DATA SECTION:
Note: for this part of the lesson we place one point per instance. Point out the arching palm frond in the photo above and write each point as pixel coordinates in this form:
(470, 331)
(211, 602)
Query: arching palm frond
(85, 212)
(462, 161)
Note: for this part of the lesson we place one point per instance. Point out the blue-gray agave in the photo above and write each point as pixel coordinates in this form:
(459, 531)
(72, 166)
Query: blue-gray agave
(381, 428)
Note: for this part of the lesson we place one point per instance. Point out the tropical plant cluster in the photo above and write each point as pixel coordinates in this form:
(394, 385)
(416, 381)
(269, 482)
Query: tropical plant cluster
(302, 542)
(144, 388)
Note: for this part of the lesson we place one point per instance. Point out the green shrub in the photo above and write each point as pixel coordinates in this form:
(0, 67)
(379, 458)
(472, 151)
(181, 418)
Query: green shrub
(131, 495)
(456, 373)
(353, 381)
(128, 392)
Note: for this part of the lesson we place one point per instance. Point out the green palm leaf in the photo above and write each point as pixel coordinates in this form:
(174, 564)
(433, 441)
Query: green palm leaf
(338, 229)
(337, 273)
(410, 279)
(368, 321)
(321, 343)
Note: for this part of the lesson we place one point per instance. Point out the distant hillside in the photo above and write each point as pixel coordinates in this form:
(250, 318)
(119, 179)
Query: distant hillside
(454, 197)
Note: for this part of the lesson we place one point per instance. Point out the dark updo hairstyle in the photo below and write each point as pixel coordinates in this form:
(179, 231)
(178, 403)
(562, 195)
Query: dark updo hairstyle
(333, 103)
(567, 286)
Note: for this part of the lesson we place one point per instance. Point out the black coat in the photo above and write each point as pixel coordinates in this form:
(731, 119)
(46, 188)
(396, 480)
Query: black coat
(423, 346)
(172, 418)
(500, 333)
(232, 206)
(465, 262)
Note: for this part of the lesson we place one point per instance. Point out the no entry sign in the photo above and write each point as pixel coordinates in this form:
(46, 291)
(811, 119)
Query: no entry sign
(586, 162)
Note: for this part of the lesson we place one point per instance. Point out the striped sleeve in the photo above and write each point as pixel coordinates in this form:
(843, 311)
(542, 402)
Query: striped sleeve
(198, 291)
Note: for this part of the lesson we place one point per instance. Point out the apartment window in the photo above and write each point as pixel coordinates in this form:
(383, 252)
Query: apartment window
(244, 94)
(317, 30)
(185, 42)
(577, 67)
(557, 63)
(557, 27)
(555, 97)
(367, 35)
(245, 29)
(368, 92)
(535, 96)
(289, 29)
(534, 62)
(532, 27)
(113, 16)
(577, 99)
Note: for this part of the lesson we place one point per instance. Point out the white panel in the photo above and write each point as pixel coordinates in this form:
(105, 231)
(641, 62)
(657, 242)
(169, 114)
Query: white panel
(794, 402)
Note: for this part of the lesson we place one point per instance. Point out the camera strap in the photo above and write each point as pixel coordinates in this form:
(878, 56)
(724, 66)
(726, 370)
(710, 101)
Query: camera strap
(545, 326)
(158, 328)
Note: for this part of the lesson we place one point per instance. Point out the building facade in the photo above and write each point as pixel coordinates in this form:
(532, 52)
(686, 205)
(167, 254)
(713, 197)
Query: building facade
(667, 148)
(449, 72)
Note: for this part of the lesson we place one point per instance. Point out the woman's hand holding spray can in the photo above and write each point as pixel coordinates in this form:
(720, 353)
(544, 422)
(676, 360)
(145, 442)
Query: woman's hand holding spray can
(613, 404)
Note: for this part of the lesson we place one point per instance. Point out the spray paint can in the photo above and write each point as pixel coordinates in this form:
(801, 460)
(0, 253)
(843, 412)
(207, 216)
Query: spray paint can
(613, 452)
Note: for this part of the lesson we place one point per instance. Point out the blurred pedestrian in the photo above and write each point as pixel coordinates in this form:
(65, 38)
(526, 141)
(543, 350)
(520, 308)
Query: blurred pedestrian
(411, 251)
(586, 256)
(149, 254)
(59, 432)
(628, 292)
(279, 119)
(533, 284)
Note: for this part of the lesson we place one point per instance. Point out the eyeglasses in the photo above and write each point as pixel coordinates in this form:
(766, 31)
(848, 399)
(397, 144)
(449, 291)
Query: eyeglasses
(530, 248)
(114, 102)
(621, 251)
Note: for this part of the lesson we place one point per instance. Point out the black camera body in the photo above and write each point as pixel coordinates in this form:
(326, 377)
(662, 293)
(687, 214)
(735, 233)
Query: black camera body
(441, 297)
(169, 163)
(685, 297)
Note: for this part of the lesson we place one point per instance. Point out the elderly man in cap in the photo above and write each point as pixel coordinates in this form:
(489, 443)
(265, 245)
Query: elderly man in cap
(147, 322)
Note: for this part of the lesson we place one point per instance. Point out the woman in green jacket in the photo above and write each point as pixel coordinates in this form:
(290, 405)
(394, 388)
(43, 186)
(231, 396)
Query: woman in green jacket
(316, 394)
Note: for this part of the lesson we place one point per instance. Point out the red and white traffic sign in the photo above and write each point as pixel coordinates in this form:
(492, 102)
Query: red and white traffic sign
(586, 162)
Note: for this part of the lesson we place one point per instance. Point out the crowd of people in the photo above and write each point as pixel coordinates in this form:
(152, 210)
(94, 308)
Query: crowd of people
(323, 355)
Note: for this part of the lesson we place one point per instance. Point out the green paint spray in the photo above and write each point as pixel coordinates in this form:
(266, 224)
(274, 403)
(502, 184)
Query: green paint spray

WHAT THE TASK ASKS: Reproduce all of the material above word for word, keeping every line unchanged.

THE RESULT:
Note: for this part of the lesson we place one point per instance. Point out the arching palm frond in the photo above and write each point as pixel coordinates in this form:
(470, 331)
(211, 602)
Query: arching palm frond
(85, 212)
(462, 161)
Note: for this part of the lesson we place one point per instance. Point out the blue-gray agave in the photo above and write each point as pixel coordinates in this form:
(459, 531)
(72, 166)
Query: blue-gray agave
(381, 428)
Note: for this part of the lesson we place one point per instance. Point out the tropical plant cluster in the photo above and write each point as pixel coordinates in this form:
(394, 385)
(416, 381)
(269, 482)
Query: tropical plant cluster
(302, 542)
(144, 388)
Note: for this part of the lesson we place one point per instance. Point out the green shrub in the photo above and write each point as pixel coordinates in this form:
(0, 67)
(379, 458)
(472, 151)
(181, 418)
Query: green shrub
(131, 495)
(456, 373)
(353, 381)
(128, 392)
Note: for this part of the lesson we place one point per instance. Point out the green palm leaf in the photo above and write each point as pixel coordinates in this form:
(174, 564)
(433, 441)
Query: green palm leaf
(338, 229)
(337, 273)
(410, 279)
(368, 321)
(321, 343)
Note: for this part of the lesson we place one point per instance. Point out the distant hillside in the photo above and write each point as pixel coordinates in this form:
(250, 318)
(119, 179)
Query: distant hillside
(454, 197)
Note: for this part of the lesson we place one point per instance. Point out the dark updo hairstyle in the photo below and write each point as pixel coordinates in this form:
(179, 231)
(178, 403)
(562, 195)
Query: dark updo hairstyle
(333, 103)
(567, 286)
Note: for this part of the lesson we place one point per instance. Point out the black coat in the photo above and write each point as pixel coordinates in this form:
(731, 119)
(46, 188)
(396, 480)
Query: black coat
(423, 346)
(172, 418)
(500, 333)
(232, 206)
(465, 262)
Note: for this part of the lesson we place one point per instance. Point out the no entry sign in the photo above and write each point as pixel coordinates in this form:
(46, 291)
(811, 119)
Query: no entry sign
(586, 162)
Note: for this part of the lesson we place one point per instance. Point out the striped sleeve in the photo above and write each point as pixel coordinates in this form:
(843, 311)
(542, 402)
Query: striped sleeve
(198, 291)
Note: for this part of the lesson we place one point per instance. Point out the apartment window in the photo above and write each point as pixel coordinates in this form:
(383, 252)
Query: apartment window
(244, 94)
(317, 30)
(185, 42)
(577, 67)
(557, 63)
(557, 27)
(555, 97)
(367, 35)
(245, 29)
(368, 92)
(535, 96)
(289, 29)
(534, 62)
(532, 27)
(113, 16)
(577, 99)
Note: for this part of the lesson we place one point per instance. Point out the white panel in the photo above and write each point as pixel coordinates in this form:
(105, 231)
(641, 62)
(657, 242)
(169, 114)
Query: white panel
(794, 402)
Note: for this part of the lesson we place one point per instance. Point out the camera strap in the photo above and write each point as pixel coordinates in this form:
(878, 56)
(724, 66)
(726, 370)
(710, 101)
Query: camera strap
(545, 326)
(158, 328)
Note: for this part of the lesson we place one point per instance. Point out the building facade in the photo above and write each point as pixel coordinates in this form:
(532, 52)
(686, 205)
(167, 254)
(713, 197)
Query: building facade
(667, 148)
(449, 72)
Note: for this part of the lesson we place one point per instance. Point out the woman's hand holding spray can in the photo above and write each point as pixel coordinates in this form:
(720, 353)
(544, 422)
(676, 360)
(145, 442)
Query: woman's hand holding spray can
(613, 404)
Note: for this part of the lesson we place one point per instance. Point out the spray paint can in the photo above and write each point as pixel coordinates in this form:
(801, 460)
(0, 253)
(843, 412)
(207, 216)
Query: spray paint can
(613, 452)
Note: for this part of the lesson we place one point per instance. Point out the blurred pedestrian in the photo above and write each point as pixel coordinates in this form:
(65, 38)
(526, 141)
(543, 350)
(520, 308)
Query: blurred pedestrian
(411, 251)
(586, 256)
(149, 254)
(59, 432)
(628, 292)
(279, 119)
(533, 284)
Note: for this part of the lesson we place one point per instance. Point out the eyeglasses in the photo above and write each point as pixel coordinates in this form:
(766, 31)
(848, 399)
(397, 144)
(449, 291)
Query: eyeglasses
(530, 248)
(114, 102)
(621, 251)
Note: for this part of the lesson we place one point per instance. Point out the black camera body in the photo above and write each point as pixel coordinates in this form:
(326, 377)
(662, 293)
(687, 214)
(735, 233)
Query: black camera body
(441, 297)
(169, 163)
(685, 297)
Note: for this part of the lesson we place one point per instance. Point out the elderly man in cap in the photo above and write each point as pixel coordinates in this form:
(489, 443)
(265, 245)
Query: elderly man in cap
(147, 322)
Note: for this part of the lesson we place one point per instance. Point out the woman in green jacket in the photo above and write each point as pixel coordinates in this form:
(290, 405)
(394, 388)
(43, 186)
(231, 396)
Query: woman in green jacket
(316, 394)
Note: for this part of the lesson we place one point per instance. Point out the red and white traffic sign in the photo above and write each point as pixel coordinates in this form:
(492, 102)
Query: red and white traffic sign
(586, 162)
Note: for this part of the lesson we place one point per instance. Point out the crowd of people in the photo above and write each point as pixel coordinates in this form:
(152, 210)
(94, 308)
Query: crowd of people
(323, 355)
Note: for this part of the lesson we place one point per instance. Point out the green paint spray in the photo above and write each point as pixel coordinates in this form:
(266, 224)
(274, 403)
(502, 184)
Query: green paint spray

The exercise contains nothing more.